== PROVIDED MATERIAL
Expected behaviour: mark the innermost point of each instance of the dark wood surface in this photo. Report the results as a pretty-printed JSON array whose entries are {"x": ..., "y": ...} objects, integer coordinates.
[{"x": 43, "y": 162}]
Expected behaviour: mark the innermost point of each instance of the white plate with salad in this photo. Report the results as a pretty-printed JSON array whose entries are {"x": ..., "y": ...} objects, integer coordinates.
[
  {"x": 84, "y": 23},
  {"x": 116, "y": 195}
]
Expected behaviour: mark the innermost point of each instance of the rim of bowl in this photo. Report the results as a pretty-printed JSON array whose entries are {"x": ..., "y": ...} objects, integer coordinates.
====
### EXERCISE
A word-for-word copy of the data is what should be returned.

### FINISHED TASK
Expected behaviour: mark the innermost point of each instance of the dark wood surface in this photo. Report the results as a pretty-printed JSON array whose entries are {"x": ..., "y": ...} objects, integer coordinates.
[{"x": 43, "y": 162}]
Expected behaviour: mark the innermost point of each instance of the white plate with salad in this photo. Report the results as a pretty-printed JSON array whose entries are {"x": ..., "y": ...} objects, integer coordinates.
[
  {"x": 84, "y": 23},
  {"x": 116, "y": 195}
]
Expected behaviour: mark the innermost point of each instance of the rim of bowl in this photo. Report the results as a pretty-printed JSON array whose entries are {"x": ..., "y": ...} objects, integer coordinates.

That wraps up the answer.